**INPUT DATA**:
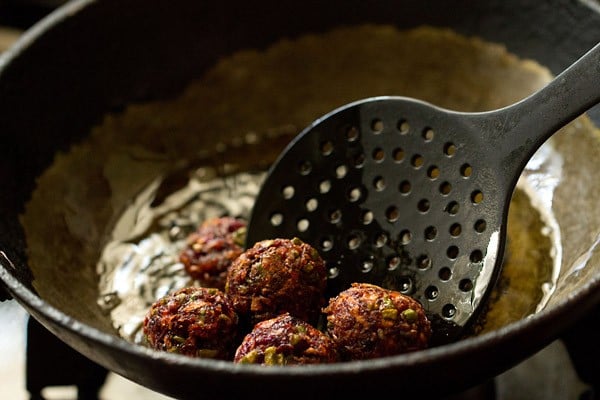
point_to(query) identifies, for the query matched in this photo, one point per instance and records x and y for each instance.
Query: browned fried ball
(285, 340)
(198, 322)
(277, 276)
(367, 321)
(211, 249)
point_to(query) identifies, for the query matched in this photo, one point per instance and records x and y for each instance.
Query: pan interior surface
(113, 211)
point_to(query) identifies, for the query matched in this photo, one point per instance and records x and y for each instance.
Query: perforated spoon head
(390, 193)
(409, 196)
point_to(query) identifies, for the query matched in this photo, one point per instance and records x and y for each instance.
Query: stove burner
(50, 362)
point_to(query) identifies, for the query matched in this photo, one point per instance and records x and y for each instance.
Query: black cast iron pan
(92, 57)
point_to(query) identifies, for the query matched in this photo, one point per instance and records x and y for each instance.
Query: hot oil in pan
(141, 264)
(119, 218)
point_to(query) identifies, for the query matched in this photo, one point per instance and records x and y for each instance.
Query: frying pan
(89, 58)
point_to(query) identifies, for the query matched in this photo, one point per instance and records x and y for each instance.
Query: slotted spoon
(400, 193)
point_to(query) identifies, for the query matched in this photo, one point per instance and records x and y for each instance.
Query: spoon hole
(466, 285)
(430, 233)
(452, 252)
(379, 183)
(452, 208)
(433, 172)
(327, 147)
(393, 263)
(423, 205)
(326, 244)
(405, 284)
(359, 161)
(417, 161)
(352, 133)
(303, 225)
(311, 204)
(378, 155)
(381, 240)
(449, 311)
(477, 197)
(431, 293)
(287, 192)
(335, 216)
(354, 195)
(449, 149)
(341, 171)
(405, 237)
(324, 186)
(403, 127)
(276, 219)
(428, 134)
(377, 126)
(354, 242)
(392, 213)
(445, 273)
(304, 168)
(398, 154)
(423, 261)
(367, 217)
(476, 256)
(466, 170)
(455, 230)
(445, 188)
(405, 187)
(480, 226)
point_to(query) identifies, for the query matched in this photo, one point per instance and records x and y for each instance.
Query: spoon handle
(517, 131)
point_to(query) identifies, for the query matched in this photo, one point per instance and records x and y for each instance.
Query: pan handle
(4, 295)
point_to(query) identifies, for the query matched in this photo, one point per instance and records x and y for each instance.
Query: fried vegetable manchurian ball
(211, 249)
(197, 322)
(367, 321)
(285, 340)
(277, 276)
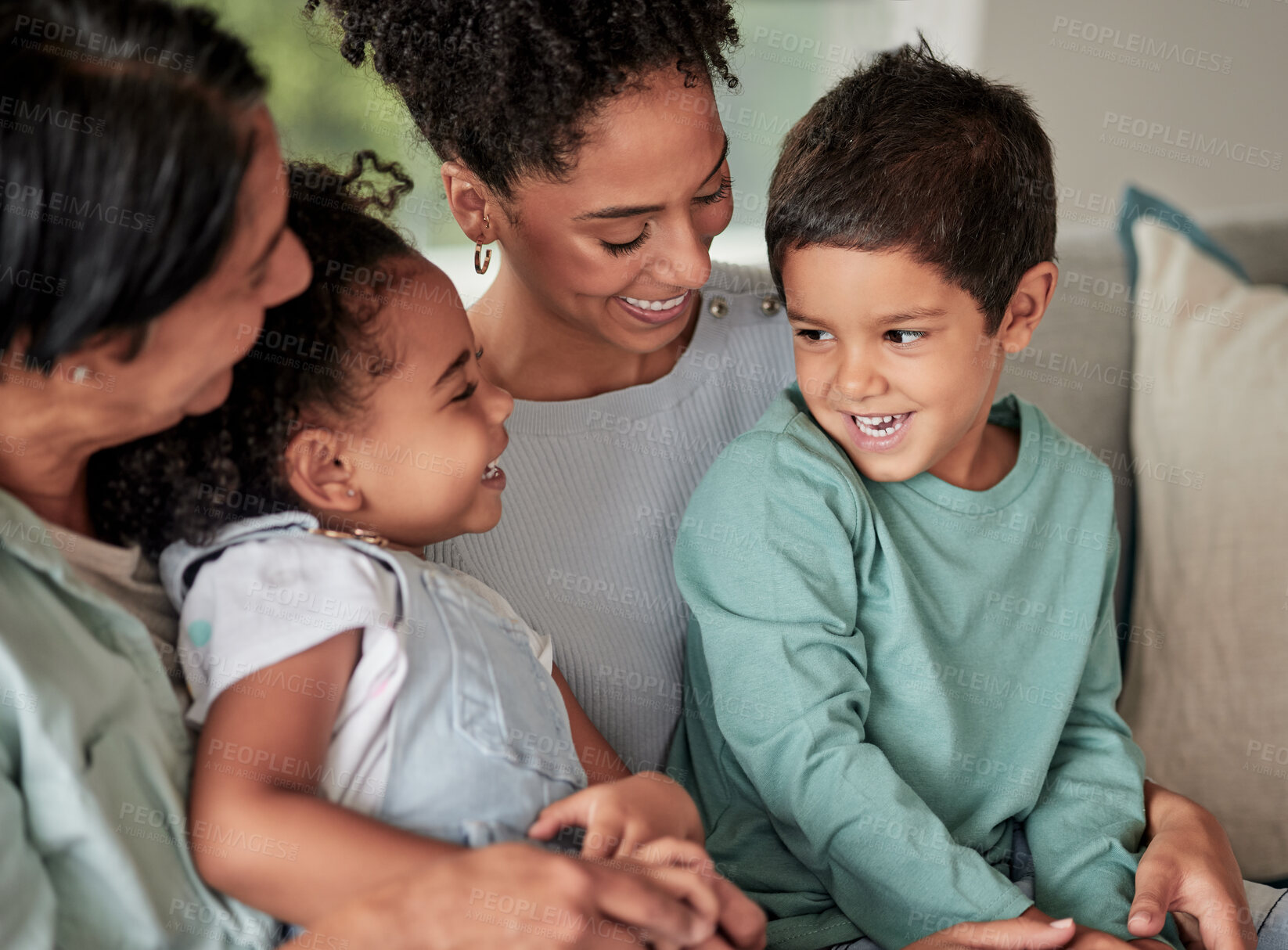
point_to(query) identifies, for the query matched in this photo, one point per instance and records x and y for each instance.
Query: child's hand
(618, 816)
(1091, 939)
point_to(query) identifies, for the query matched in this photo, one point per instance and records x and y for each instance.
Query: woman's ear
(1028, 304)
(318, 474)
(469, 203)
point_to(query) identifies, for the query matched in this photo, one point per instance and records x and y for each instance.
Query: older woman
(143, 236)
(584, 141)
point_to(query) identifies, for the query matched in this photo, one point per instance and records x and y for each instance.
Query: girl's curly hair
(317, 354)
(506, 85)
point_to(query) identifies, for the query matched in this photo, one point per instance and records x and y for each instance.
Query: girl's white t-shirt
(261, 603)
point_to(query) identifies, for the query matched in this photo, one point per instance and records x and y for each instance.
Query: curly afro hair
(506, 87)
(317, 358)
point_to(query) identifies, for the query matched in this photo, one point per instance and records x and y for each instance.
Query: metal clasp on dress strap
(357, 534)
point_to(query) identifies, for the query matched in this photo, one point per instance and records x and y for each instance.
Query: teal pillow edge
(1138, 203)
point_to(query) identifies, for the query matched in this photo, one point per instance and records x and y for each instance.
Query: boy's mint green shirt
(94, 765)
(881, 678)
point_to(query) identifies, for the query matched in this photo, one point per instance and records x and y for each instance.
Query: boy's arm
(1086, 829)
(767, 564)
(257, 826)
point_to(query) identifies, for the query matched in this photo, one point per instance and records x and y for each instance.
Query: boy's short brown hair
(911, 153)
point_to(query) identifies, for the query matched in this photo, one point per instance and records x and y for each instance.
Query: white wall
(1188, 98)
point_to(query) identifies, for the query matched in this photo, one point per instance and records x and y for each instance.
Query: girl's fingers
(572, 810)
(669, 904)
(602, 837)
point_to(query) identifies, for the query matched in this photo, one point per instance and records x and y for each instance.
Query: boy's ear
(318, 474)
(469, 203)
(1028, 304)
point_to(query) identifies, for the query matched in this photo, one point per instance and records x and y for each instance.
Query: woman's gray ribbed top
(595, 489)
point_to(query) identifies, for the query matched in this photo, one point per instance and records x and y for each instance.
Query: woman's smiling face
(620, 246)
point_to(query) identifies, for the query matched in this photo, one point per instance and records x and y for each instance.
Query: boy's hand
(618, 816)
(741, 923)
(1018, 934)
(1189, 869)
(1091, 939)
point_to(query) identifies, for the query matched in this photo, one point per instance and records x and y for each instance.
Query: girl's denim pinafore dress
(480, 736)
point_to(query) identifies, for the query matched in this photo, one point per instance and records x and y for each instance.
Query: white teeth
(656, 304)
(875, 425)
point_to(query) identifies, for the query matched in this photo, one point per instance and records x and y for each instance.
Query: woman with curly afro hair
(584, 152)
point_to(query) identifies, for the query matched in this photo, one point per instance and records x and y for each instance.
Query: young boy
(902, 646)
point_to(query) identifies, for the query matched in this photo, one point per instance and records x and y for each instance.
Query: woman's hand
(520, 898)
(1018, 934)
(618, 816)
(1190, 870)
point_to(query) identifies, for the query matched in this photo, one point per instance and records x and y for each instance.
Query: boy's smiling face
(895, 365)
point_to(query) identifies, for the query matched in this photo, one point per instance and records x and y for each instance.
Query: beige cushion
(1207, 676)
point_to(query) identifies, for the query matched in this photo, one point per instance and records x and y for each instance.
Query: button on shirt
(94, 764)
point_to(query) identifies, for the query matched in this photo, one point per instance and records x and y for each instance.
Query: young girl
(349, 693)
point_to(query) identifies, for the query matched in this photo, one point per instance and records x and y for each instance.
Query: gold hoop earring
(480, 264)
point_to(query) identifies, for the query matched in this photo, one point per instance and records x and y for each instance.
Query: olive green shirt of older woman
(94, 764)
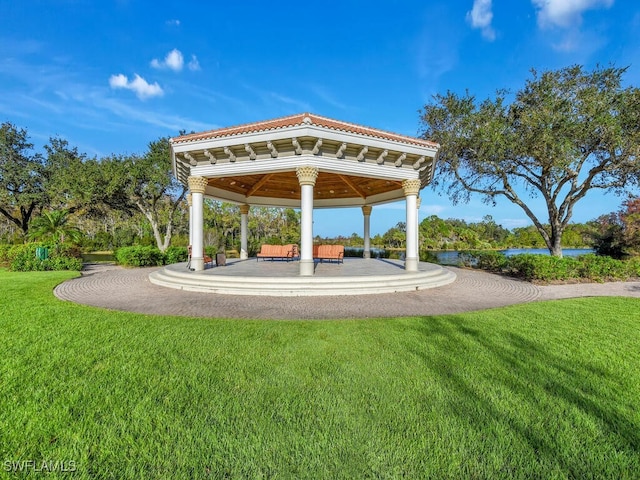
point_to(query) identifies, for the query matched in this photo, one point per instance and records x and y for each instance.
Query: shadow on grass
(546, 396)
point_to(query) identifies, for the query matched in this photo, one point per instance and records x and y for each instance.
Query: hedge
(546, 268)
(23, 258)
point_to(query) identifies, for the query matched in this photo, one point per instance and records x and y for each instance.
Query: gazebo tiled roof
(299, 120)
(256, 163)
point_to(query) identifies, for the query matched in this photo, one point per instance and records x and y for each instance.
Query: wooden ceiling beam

---

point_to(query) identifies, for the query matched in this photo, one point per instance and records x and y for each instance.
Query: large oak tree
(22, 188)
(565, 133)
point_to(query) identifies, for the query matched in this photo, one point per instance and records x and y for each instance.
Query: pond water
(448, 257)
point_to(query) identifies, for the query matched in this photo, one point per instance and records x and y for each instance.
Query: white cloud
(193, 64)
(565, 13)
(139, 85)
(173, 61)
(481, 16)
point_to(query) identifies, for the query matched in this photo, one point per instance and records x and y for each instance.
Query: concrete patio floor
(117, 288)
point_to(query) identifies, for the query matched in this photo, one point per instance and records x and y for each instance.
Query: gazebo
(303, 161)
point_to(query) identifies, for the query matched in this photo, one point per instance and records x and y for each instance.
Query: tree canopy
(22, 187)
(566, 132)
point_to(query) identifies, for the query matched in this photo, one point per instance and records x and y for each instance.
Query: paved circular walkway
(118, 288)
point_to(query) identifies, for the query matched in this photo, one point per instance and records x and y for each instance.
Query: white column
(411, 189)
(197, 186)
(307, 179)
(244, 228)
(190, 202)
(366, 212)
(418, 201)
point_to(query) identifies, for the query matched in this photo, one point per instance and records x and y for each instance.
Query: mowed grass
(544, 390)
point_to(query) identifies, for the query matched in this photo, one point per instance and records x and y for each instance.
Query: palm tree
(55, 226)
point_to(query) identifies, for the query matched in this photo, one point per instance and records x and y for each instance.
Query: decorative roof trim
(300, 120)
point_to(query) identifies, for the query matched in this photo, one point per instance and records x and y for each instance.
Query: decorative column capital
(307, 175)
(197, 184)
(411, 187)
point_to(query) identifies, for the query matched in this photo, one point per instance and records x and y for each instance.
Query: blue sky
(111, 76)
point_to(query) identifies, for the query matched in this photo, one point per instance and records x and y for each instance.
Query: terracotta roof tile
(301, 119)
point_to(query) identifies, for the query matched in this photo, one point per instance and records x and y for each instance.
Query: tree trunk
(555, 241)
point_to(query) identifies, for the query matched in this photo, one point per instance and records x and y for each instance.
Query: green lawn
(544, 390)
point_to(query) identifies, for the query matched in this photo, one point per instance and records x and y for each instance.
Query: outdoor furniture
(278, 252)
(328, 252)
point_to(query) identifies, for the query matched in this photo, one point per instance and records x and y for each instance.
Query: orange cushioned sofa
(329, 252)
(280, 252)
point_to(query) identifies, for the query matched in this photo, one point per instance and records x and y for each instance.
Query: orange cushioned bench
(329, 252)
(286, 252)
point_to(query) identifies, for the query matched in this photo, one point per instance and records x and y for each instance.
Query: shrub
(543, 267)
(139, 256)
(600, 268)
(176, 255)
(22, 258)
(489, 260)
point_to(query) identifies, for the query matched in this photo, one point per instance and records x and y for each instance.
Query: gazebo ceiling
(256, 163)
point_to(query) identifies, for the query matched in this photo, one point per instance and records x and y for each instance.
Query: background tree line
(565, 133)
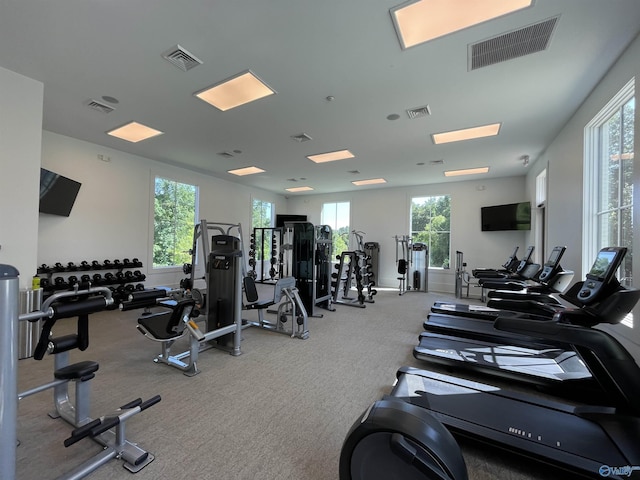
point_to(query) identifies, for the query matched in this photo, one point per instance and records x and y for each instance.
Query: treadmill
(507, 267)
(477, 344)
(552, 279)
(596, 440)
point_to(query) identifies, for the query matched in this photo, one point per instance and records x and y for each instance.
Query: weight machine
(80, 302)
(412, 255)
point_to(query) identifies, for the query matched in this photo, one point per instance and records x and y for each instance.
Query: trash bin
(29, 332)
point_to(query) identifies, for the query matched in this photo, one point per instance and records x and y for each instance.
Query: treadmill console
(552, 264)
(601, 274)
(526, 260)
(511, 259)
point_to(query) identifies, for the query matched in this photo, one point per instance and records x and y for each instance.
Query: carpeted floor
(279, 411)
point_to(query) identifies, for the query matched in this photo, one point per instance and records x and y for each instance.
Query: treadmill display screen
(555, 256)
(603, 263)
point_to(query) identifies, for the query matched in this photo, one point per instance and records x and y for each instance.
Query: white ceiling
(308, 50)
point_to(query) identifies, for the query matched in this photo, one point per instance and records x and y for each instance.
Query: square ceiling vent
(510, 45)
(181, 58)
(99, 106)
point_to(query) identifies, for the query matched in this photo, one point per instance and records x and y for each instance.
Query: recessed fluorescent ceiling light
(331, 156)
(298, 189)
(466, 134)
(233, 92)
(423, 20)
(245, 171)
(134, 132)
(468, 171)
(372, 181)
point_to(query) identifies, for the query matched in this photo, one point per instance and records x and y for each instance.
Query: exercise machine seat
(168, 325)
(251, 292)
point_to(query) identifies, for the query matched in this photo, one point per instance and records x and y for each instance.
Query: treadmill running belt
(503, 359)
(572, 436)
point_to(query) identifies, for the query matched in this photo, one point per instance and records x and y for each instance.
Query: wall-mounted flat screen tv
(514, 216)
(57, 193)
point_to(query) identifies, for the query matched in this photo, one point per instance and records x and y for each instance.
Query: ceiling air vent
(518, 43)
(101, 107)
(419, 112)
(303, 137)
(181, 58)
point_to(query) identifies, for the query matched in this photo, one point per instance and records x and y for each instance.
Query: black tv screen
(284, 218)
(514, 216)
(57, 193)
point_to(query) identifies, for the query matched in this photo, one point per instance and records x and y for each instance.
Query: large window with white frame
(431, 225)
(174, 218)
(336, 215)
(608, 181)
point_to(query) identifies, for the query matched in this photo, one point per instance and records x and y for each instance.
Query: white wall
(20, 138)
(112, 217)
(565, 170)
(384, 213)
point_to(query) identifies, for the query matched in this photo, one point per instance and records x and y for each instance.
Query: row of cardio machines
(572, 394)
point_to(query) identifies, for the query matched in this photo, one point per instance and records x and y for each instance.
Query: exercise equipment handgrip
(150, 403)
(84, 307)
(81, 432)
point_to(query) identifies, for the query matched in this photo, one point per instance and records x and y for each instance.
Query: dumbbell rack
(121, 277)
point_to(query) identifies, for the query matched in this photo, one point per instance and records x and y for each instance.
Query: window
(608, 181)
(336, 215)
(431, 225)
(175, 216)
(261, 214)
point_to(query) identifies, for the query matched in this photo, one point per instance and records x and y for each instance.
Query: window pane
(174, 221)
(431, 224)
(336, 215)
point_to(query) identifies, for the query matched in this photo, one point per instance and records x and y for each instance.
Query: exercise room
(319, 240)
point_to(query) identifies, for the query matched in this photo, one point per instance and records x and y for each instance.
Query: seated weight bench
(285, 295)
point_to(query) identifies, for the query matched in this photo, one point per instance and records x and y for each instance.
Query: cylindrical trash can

--

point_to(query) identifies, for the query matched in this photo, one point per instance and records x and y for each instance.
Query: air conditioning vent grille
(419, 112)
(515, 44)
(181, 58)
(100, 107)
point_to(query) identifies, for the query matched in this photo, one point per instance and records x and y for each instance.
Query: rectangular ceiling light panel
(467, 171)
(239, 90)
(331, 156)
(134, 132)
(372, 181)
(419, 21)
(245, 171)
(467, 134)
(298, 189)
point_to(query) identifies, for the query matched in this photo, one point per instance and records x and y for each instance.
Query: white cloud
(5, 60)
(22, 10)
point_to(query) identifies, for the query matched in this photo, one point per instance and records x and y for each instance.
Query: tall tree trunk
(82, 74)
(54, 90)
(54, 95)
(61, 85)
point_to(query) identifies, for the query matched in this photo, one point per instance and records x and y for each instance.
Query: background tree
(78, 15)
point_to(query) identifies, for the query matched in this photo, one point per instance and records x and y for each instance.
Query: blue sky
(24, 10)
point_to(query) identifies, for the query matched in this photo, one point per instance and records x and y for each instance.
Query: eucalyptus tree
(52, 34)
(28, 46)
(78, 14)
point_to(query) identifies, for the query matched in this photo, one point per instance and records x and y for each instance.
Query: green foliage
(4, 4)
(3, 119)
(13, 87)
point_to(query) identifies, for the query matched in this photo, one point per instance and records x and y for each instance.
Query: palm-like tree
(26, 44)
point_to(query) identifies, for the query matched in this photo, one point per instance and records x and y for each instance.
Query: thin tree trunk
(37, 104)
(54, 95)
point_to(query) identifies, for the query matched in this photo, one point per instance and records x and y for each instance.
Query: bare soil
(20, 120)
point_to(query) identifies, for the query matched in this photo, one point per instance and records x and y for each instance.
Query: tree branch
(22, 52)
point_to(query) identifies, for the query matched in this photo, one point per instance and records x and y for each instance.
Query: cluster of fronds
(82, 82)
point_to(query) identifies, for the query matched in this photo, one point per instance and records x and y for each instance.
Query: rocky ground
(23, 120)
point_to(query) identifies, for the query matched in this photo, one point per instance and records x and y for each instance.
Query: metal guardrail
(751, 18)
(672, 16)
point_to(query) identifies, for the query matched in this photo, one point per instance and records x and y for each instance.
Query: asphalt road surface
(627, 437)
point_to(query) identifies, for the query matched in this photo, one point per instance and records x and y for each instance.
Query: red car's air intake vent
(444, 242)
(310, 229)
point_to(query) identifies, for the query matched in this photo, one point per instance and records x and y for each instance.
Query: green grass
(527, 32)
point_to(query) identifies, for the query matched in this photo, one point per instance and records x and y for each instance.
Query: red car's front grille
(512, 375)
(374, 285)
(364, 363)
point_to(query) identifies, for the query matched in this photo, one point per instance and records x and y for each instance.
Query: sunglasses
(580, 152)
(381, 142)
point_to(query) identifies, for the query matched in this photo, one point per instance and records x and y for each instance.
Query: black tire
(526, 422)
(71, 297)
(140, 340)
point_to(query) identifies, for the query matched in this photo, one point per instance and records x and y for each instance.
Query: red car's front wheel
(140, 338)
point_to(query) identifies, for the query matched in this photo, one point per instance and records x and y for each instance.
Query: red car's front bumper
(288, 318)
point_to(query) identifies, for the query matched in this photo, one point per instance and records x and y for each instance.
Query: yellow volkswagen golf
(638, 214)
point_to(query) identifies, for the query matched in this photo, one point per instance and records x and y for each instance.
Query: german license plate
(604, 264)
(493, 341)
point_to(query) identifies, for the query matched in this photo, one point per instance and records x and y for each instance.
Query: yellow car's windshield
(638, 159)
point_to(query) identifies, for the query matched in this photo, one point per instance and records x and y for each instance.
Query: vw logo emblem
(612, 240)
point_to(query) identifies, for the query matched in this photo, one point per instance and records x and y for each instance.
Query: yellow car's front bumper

**SHORT PROBLEM**: Gather and copy out every row above that contains the string "with", matching its case exactly.

**OUTPUT**:
Query: woman with curly afro hair
Query: large window with white frame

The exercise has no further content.